RAW RECORDS:
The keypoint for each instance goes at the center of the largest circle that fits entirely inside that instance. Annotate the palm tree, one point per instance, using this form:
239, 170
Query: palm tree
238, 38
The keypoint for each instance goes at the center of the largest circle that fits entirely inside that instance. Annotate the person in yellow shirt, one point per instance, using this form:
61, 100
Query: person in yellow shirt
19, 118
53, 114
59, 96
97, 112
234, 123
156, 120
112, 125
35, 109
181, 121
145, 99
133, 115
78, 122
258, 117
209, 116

WRITTEN EXERCISE: Please reproduce each line exactly as written.

OUTPUT FOR THIS TASK:
The keypoint for each instance goes at the center of the largest circle that fits entirely inside that instance. Annotate the palm tree, one point per instance, using this form:
239, 170
Query: palm tree
238, 38
The keypoint for each instance goes at the center of the largest circle that fits entirely inside that instance. Annotate the person in yellow shirt, one point per instance, using this form:
61, 100
Query: person in yellow shirt
19, 118
53, 114
59, 96
97, 112
234, 123
156, 120
112, 125
35, 109
181, 121
145, 99
133, 115
78, 122
258, 117
209, 116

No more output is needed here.